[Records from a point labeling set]
________________

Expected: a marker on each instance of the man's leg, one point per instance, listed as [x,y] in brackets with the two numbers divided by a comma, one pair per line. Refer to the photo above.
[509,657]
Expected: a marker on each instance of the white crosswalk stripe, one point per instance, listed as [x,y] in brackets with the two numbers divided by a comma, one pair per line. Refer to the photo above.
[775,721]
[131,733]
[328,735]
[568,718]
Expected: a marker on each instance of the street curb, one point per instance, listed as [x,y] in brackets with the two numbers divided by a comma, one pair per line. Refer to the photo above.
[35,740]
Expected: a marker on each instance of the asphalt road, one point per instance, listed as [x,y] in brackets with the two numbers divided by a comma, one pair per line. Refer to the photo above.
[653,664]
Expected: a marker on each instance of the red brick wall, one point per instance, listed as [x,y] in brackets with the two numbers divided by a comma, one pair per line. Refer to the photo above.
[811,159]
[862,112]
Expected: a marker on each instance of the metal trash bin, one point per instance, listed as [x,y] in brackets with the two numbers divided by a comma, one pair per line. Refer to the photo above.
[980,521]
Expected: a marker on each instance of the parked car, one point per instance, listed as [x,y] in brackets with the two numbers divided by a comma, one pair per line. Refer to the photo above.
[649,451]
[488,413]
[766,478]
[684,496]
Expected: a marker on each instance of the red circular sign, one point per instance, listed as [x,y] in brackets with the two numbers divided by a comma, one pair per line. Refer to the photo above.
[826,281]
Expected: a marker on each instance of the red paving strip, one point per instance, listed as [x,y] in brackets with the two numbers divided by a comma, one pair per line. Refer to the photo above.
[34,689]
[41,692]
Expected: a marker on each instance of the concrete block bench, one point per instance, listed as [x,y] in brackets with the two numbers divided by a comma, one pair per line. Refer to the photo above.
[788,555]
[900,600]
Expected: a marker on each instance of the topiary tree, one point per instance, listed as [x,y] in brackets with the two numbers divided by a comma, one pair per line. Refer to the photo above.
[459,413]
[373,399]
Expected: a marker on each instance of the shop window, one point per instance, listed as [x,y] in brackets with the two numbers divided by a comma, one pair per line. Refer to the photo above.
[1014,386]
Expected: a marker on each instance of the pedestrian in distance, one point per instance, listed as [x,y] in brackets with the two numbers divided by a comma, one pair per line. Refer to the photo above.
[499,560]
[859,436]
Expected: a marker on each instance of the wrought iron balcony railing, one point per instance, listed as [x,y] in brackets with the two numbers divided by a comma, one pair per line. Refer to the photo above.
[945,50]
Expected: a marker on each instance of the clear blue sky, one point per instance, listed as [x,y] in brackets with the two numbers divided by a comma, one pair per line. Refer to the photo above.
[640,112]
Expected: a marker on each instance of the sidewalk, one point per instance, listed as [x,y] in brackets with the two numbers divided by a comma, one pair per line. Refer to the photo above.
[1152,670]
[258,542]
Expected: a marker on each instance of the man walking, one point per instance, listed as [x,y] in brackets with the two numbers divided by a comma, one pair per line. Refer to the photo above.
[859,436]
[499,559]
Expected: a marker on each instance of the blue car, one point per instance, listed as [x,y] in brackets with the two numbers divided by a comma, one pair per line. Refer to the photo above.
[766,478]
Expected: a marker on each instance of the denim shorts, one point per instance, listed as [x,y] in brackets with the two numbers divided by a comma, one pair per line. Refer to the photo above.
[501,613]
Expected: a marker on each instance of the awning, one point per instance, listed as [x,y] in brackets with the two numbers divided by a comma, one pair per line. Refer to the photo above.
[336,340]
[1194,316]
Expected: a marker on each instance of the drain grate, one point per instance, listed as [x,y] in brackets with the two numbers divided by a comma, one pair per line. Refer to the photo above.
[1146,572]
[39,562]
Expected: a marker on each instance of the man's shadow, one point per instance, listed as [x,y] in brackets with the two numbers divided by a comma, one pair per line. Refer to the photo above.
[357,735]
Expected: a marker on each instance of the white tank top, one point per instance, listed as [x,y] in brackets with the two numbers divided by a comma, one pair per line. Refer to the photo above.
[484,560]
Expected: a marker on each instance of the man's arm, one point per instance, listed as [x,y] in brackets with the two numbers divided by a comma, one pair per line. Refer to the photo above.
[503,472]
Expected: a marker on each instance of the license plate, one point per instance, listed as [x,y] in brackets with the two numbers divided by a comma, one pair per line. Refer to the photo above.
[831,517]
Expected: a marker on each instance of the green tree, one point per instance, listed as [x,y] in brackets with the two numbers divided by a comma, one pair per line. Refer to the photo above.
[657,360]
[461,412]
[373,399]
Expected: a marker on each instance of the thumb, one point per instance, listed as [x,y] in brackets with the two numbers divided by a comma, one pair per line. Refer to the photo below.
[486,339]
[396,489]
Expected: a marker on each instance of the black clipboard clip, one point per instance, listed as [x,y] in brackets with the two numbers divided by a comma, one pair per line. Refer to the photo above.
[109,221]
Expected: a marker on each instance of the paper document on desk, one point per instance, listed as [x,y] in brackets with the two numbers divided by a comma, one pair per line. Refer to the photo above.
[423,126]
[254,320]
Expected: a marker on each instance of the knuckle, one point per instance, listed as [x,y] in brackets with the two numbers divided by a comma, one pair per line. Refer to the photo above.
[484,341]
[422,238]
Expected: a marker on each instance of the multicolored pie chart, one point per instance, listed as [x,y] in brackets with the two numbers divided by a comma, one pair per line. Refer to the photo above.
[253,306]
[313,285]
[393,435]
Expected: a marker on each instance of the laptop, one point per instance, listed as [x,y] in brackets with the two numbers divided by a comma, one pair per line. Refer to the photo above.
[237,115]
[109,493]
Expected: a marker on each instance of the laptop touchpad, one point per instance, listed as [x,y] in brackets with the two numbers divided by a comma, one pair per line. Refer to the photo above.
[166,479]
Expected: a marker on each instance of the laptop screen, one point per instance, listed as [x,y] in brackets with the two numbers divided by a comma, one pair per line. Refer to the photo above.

________________

▶ Short problem
Return exactly the lines from the one containing "Expected: a marker on each instance of the thumb, one" through the last line of the records above, both included, and nothing else.

▶ Final answer
Expected: a marker on each instance of the thumb, one point per instance, listed as [x,y] in brackets with the two numbers divided by a comma, one pair per line. Refer to the photo below.
[486,339]
[396,489]
Expected: a marker on each instance of the black clipboard clip, one point per instance, listed as [x,y] in brackets with the two numbers divided by a comma, one pair per line. Refer to the photo above.
[109,221]
Expected: a marker on each instance of the paper document on desk, one point per instance, listed as [x,y] in brackets with the two numbers divided by a comma, one pair per line. Refer to the photo above.
[423,126]
[254,320]
Expected: a marker on each instance of the knuckle, one point per instance, listed as [x,y] in brackets with the two numbers divided by a comma, one pair per line. Refer to the photo above.
[484,341]
[422,238]
Expected: a marker on each instance of the multicolored pie chart, one point per instance, listed as [x,y] in brackets with the two numbers divided by a comma, one pair per line. Refer to the photo above.
[253,306]
[313,285]
[393,435]
Expected: a marker on each instance of the laptop, one point per instance, listed as [x,y] in brackets with the two numbers divided by a comma, one pair per line. Refer to the photo above.
[237,115]
[109,493]
Expected: a marker on each instance of the laptop touchpad, one point per instance, listed as [x,y] in brackets with the two numbers divided by a comma, one pair per line. Refer to the photo above.
[166,479]
Expected: a marker on each instance of the laptop screen, one point per instance, listed as [x,y] in brackets with the two numbers divided by a comma, one pair per line. Refer to the photo above.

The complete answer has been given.